_DATA SHOWN_:
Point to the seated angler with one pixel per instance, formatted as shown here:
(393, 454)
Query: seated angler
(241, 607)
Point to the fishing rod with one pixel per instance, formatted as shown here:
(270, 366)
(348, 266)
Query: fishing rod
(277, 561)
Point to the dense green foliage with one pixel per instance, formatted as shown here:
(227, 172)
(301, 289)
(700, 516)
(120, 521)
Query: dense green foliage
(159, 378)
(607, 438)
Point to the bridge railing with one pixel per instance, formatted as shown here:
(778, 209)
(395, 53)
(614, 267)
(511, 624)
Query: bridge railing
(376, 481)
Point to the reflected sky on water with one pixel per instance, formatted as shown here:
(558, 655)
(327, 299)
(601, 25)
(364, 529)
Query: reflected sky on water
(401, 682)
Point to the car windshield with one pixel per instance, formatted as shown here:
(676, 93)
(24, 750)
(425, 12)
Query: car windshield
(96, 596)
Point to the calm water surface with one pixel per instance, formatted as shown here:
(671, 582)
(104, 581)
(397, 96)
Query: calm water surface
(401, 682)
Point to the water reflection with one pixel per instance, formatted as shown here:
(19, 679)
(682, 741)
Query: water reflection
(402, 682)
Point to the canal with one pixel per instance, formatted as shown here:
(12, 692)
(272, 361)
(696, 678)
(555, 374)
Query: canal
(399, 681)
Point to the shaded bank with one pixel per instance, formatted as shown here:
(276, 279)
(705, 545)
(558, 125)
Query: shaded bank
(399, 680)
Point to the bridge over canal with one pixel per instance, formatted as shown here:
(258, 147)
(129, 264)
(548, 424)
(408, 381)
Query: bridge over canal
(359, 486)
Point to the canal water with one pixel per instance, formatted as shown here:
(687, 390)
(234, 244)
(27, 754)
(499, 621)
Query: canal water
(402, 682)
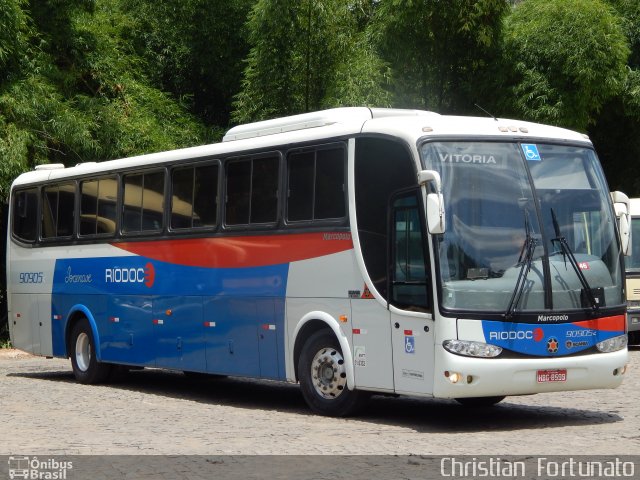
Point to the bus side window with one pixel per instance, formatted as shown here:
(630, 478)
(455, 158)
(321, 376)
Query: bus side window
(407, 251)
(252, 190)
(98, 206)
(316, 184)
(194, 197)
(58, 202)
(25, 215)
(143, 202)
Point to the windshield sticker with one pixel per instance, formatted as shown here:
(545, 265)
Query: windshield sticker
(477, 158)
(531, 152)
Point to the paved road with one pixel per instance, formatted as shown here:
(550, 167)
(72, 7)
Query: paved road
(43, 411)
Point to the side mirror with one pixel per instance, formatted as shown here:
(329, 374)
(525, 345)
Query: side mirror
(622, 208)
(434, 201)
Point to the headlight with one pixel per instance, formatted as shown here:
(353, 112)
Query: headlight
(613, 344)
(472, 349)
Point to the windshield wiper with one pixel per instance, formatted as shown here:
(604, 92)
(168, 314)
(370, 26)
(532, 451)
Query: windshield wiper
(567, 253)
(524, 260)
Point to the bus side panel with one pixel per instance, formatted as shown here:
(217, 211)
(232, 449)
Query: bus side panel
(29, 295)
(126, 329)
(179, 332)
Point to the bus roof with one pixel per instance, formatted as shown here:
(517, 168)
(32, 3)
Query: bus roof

* * *

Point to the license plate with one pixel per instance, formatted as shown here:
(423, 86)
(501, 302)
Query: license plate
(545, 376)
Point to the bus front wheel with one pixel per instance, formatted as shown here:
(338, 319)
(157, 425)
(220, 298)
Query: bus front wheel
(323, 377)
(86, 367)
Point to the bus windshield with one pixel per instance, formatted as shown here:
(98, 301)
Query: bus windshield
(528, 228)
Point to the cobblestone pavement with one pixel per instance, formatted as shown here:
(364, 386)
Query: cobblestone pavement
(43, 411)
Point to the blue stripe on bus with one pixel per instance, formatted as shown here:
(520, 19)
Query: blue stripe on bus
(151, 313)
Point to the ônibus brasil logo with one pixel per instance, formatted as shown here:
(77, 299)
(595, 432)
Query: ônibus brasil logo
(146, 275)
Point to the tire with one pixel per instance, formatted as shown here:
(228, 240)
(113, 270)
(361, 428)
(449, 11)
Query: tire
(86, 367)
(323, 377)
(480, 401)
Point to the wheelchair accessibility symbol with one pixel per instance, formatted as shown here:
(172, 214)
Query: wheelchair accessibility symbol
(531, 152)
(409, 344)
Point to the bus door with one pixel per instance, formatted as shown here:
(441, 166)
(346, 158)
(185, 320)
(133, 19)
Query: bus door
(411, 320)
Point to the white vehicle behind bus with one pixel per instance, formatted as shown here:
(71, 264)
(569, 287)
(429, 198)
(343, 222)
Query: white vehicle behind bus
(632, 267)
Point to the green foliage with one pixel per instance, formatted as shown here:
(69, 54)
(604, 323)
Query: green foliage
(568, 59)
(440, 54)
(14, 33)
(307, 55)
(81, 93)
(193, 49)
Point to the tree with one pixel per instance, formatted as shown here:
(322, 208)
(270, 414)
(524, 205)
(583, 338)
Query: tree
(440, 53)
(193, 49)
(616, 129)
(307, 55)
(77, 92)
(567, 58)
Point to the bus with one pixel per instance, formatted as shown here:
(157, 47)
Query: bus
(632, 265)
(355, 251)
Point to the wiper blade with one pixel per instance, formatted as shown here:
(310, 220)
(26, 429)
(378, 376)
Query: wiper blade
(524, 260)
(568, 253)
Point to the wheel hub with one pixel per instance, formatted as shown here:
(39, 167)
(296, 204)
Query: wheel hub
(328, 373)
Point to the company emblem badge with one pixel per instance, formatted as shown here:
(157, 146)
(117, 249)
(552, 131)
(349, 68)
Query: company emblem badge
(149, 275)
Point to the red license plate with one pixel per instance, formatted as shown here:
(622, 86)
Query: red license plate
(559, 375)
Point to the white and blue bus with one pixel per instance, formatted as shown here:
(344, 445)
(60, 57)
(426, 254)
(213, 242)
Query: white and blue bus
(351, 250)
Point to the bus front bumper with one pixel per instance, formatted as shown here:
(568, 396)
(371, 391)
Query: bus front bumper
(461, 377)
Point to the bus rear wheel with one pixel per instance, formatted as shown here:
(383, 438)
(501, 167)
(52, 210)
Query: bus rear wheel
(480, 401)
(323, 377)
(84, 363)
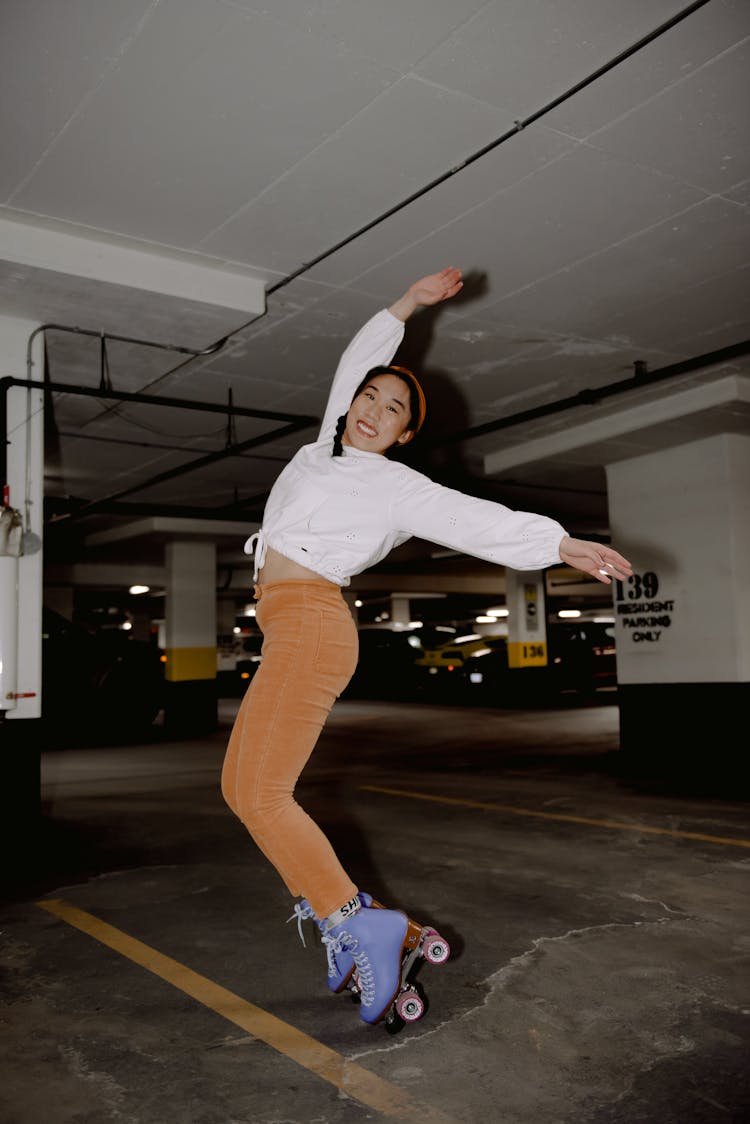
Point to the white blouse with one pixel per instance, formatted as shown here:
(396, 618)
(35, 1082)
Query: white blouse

_TO DO_:
Swap "blouse" for "shirt" in the items starting at the line containing "Point to the white blouse" and ending at the line containing "Query: white blouse", and give back only those lines with nothing else changed.

_WORKED ANSWER_:
Point to the white shirt with one pixel per instance, formatted as shown here:
(396, 618)
(35, 1082)
Query: white shirt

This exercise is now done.